__Objectifs__
(a) Reproduisez fidèlement le passage de l'extrait sur la repentance situé entre « Repentance : la » et « que de circonstance. », bornes incluses.
(b) Indiquez si chacune des affirmations suivantes concorde avec l'extrait sur la repentance. Répondez par oui ou par non, en citant mot pour mot les termes de l'extrait qui tranchent la question.
(i) Les Flagellants formaient une secte millénariste.
(ii) Le général De Gaulle avait publiquement condamné la colonisation française en Algérie.
(iii) J. Chirac avait décidé de reconnaître la culpabilité de la France dans les persécutions antisémites durant la seconde guerre mondiale.
(c) Reprenez l'extrait sur la repentance à la suite de sa dernière phrase et poursuivez-en la rédaction.

__Extrait à lire__
☆ ☆ ☆ ☆ ☆ ☆ ☆
Repentance : la nouvelle classe contre le peuple Les Flagellants

samedi 22 décembre 2007
Le président Sarkozy a déclaré à Alger que le système colonial était « profondément injuste et contraire aux trois mots fondateurs de notre République » (« Les Echos » du 04/12/08). Le propos, destiné, semble-t-il, à complaire aux Algériens et à répondre à certaines allégations, n’est pas que de circonstance.

Les Flagellants étaient une secte millénariste dont les membres se flagellaient ostensiblement en rémission de leurs péchés et pour hâter la fin des temps. Mais, même s’ils se veulent les prophètes d’une ère nouvelle, nos modernes Flagellants ne se flagellent pas : ils frappent avant tout les autres. Du haut de leur citadelle surprotégée ils s’arrogent le droit de condamner, avec force formules sans appel, notre passé, notre histoire, c'est-à-dire notre identité et notre fierté. J.Chirac, en rupture avec la tradition gaullienne et mitterrandienne, avait décidé de reconnaître la culpabilité de la France dans les persécutions antisémites durant la seconde guerre mondiale. Pour ne pas être en reste, N. Sarkozy a décidé de condamner sans appel la colonisation française en Algérie, ce que n’avait pourtant jamais fait publiquement le général De Gaulle.

On n’insistera pas sur les incongruités de la formulation présidentielle qui semble ignorer que la colonisation a aussi, sinon surtout, été conduite par des républicains qui souhaitaient apporter les Lumières de la civilisation aux peuples de l’Afrique et de l’Extrême-Orient, souvent en opposition avec la droite qui préférait le développement de la Corrèze à celui du Zambèze, ni sur le caractère partial d’un acte d’accusation uniquement dressé à charge. Mais on s’arrêtera sur la signification idéologique et sociologique de cette déclaration.

Elle traduit, en effet, l’arrogance de la nouvelle classe qui se coupe chaque jour un peu plus de sa base populaire.
☆ ☆ ☆ ☆ ☆ ☆ ☆
__Section des données__
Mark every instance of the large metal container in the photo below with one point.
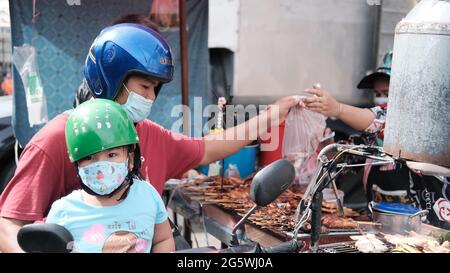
☆ ☆ ☆ ☆ ☆ ☆ ☆
__Corrigé de l'exercice__
(a)
Repentance : la nouvelle classe contre le peuple Les Flagellants

samedi 22 décembre 2007
Le président Sarkozy a déclaré à Alger que le système colonial était « profondément injuste et contraire aux trois mots fondateurs de notre République » (« Les Echos » du 04/12/08). Le propos, destiné, semble-t-il, à complaire aux Algériens et à répondre à certaines allégations, n’est pas que de circonstance.

(b)
(i) Oui : « Les Flagellants étaient une secte millénariste ».
(ii) Non : « ce que n’avait pourtant jamais fait publiquement le général De Gaulle ».
(iii) Oui : « J.Chirac, en rupture avec la tradition gaullienne et mitterrandienne, avait décidé de reconnaître la culpabilité de la France dans les persécutions antisémites durant la seconde guerre mondiale ».

(c)
On pourrait se demander quelle disposition constitutionnelle confie au président le droit de juger souverainement de la valeur du passé de la nation. Avec la loi Gayssot, on a instauré une sanction judiciaire à la vérité historique ; avec J. Chirac puis N. Sarkozy, elle devient visiblement aussi une nouvelle prérogative présidentielle sur laquelle les Français n’ont jamais été appelés à se prononcer. Cette propension à condamner l’histoire des Français et donc à condamner les Français au travers de leur histoire est justement la marque idéologique de la nouvelle classe dominante.

La nouvelle classe croit incarner par principe la vertu puisqu’elle sacrifie au culte des droits de l’homme et au cosmopolitisme. Par construction toute l’histoire des nations est donc à ses yeux un tissu d’horreurs sans fond, « d’exclusion » ou de non « respect » des « autres ». Elle prétend aussi incarner la raison puisqu’elle a fait du marché la fin ultime de la société : tout ce qui n’est pas négoce et commerce lui est donc incompréhensible.

La relecture critique du passé national est ainsi au service de la promotion des anti-valeurs dominantes : pas de fierté nationale ni, ici, d’œuvre accomplie en Algérie. Cosmopolite, la classe dominante a les nations en horreur et tout particulièrement la nation française. La précédente épouse du président Sarkozy disait sa fierté de ne pas posséder une goutte de sang français.

Le propos présidentiel n’a rien d’original et il s’inscrit en réalité dans une longue continuité de flagellation de la nation par la nouvelle classe : les Français ne sont-ils pas coupables pour Vichy, pour l’esclavage, pour le colonialisme, pour leur psychose sécuritaire, pour leur xénophobie obtuse et leur refus de voir dans l’immigration et la mondialisation une « chance pour la France » ou pour leur volonté puérile de défendre leur langue face à l’anglais ? Bref, ne sont-ils pas coupables d’être français et non « divers » ?

Tout ce discours traduit le profond mépris dans lequel la nouvelle classe tient le peuple français. Elle se sent d’ailleurs plus d’affinités avec ses pareils de par le monde qu’avec son propre peuple. Elle est plus à l’aise à New York, à Shanghaï (prononcez Shanraï, bien sûr…) ou à Rio qu’à Paris, à Reims ou à Villiers-le-Bel.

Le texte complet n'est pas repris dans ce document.